start RECORD LIST

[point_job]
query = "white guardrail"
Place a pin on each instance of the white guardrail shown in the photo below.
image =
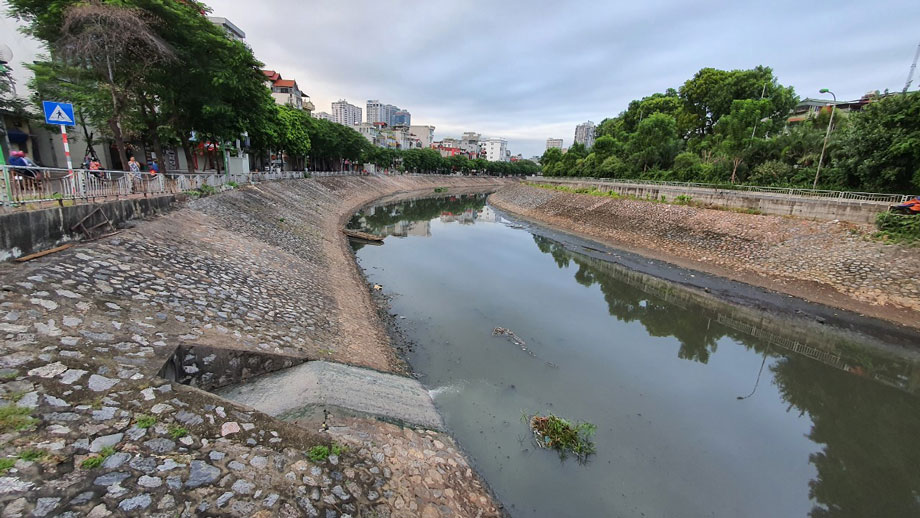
(783, 191)
(24, 185)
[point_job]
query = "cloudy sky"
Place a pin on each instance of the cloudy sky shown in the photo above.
(529, 69)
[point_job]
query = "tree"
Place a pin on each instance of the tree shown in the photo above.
(118, 44)
(736, 130)
(710, 93)
(655, 142)
(880, 149)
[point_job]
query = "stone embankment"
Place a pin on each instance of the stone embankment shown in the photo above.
(833, 263)
(89, 428)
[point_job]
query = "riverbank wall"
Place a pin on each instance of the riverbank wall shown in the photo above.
(833, 263)
(776, 203)
(260, 273)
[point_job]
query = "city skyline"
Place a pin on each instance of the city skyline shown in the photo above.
(588, 63)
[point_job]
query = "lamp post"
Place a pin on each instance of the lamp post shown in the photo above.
(826, 135)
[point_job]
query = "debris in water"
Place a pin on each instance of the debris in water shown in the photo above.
(515, 339)
(563, 436)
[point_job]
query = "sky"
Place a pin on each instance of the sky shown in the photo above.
(527, 70)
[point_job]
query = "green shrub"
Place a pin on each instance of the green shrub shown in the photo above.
(15, 418)
(563, 436)
(898, 227)
(318, 453)
(145, 421)
(177, 432)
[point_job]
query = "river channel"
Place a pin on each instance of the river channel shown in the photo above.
(703, 407)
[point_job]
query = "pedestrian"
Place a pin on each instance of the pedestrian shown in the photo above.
(134, 167)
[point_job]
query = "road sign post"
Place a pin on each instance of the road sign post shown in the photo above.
(61, 114)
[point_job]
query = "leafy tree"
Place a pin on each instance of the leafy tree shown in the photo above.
(880, 150)
(655, 142)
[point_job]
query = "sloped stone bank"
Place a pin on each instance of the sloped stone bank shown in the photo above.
(834, 263)
(89, 428)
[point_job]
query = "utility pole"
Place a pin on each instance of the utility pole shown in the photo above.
(913, 67)
(826, 135)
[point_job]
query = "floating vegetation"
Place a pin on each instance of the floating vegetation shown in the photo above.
(515, 339)
(561, 435)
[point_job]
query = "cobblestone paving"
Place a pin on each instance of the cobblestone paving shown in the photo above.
(768, 250)
(87, 428)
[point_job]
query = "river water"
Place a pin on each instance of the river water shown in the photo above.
(703, 407)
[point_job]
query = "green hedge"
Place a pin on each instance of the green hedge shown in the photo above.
(898, 227)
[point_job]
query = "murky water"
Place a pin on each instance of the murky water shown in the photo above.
(703, 408)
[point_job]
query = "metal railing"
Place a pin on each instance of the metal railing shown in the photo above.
(782, 191)
(20, 186)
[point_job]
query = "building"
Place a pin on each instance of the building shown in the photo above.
(232, 30)
(469, 143)
(345, 113)
(383, 113)
(286, 91)
(401, 118)
(584, 134)
(425, 135)
(494, 149)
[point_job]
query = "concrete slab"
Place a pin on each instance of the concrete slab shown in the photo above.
(295, 391)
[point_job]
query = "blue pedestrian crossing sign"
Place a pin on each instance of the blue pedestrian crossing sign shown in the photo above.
(60, 114)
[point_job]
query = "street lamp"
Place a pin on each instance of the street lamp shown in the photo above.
(826, 135)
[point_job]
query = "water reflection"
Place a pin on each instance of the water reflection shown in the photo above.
(704, 407)
(413, 217)
(844, 383)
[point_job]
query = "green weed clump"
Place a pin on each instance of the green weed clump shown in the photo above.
(563, 436)
(898, 228)
(177, 432)
(96, 460)
(15, 419)
(321, 452)
(145, 421)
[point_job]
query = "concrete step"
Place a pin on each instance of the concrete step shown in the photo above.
(309, 388)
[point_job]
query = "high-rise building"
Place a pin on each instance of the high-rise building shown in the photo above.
(495, 149)
(402, 118)
(385, 113)
(345, 113)
(425, 134)
(584, 134)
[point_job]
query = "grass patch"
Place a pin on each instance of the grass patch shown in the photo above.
(96, 460)
(32, 454)
(15, 419)
(562, 435)
(321, 452)
(145, 421)
(177, 432)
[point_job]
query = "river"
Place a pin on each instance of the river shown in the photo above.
(703, 407)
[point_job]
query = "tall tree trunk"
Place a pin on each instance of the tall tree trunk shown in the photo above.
(150, 116)
(187, 148)
(114, 120)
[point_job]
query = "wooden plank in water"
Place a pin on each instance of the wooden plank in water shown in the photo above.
(362, 235)
(36, 255)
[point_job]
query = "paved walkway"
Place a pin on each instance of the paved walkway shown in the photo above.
(87, 428)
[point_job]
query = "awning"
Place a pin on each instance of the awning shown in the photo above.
(16, 136)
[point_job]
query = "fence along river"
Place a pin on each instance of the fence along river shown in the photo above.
(703, 407)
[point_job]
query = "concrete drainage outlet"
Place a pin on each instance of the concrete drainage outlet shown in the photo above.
(306, 392)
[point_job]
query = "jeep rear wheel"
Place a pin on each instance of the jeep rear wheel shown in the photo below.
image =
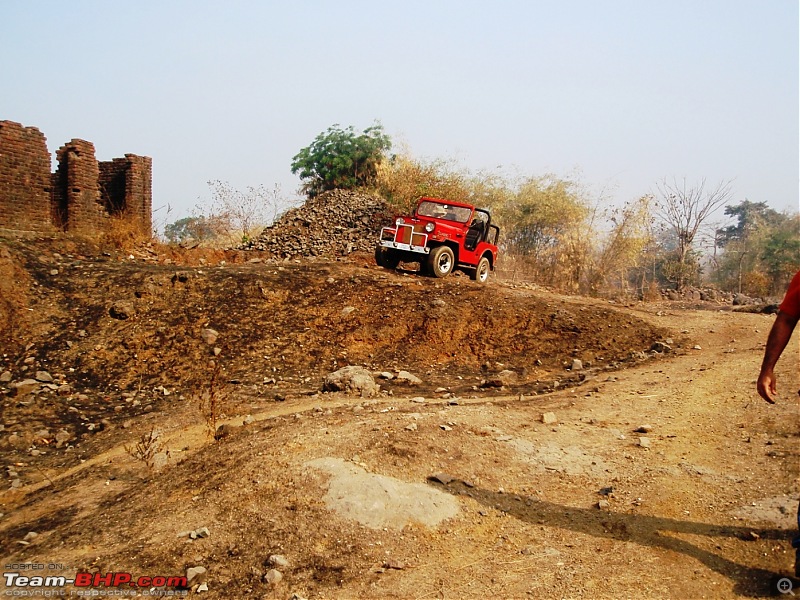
(481, 273)
(441, 262)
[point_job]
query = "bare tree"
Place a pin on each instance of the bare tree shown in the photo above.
(685, 209)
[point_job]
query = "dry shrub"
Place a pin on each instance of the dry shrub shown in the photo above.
(755, 284)
(651, 292)
(213, 399)
(146, 448)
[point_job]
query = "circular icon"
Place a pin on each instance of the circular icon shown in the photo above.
(785, 586)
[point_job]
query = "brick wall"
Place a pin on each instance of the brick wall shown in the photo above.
(82, 193)
(25, 187)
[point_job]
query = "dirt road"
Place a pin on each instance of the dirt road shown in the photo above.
(658, 478)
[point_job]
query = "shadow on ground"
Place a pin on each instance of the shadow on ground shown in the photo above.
(644, 530)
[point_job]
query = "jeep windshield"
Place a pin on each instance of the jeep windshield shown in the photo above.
(440, 210)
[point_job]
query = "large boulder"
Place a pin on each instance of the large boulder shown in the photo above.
(353, 380)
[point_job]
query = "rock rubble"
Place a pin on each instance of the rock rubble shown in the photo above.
(332, 225)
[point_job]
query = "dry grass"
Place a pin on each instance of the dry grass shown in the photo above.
(124, 233)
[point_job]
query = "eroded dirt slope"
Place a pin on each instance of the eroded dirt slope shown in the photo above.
(696, 504)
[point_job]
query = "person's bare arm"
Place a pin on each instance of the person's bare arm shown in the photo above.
(776, 342)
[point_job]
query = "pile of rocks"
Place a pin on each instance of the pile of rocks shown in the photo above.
(334, 224)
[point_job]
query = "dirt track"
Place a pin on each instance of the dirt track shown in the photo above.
(702, 507)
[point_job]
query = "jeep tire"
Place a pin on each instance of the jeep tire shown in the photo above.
(481, 272)
(441, 261)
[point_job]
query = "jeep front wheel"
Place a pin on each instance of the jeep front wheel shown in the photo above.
(442, 261)
(481, 273)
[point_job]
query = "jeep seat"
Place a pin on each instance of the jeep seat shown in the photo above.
(474, 234)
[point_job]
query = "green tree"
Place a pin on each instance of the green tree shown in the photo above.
(341, 159)
(546, 225)
(781, 253)
(742, 242)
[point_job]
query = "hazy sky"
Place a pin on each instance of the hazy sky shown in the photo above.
(620, 93)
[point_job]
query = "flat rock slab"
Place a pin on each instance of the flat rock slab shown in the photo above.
(378, 501)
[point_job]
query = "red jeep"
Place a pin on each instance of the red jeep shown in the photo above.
(442, 235)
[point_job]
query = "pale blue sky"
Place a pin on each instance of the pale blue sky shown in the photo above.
(621, 92)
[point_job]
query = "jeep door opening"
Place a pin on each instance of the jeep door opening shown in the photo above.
(441, 236)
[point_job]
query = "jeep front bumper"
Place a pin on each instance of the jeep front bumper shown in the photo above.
(403, 237)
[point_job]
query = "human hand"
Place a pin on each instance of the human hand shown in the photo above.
(767, 387)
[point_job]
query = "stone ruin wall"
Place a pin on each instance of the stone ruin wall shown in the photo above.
(80, 196)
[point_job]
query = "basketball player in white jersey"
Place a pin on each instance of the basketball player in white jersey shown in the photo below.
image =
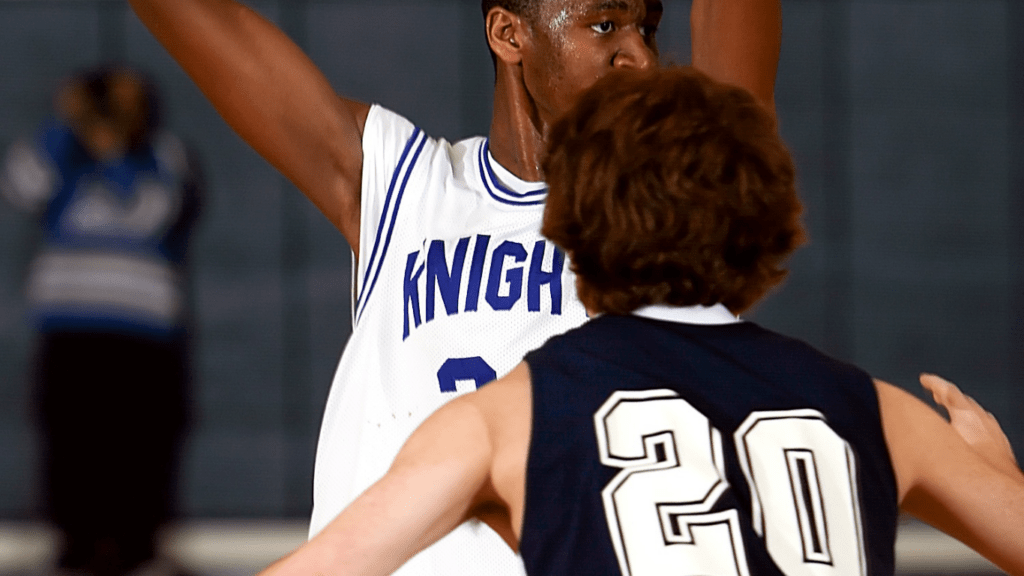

end RECORD LIST

## EXERCISE AIM:
Gather every line of the records above that contains the string "riverbank", and copy each of those lines in full.

## THE OUTPUT:
query = "riverbank wall"
Place a pin on each instance of the riverbank wall shown in the photo above.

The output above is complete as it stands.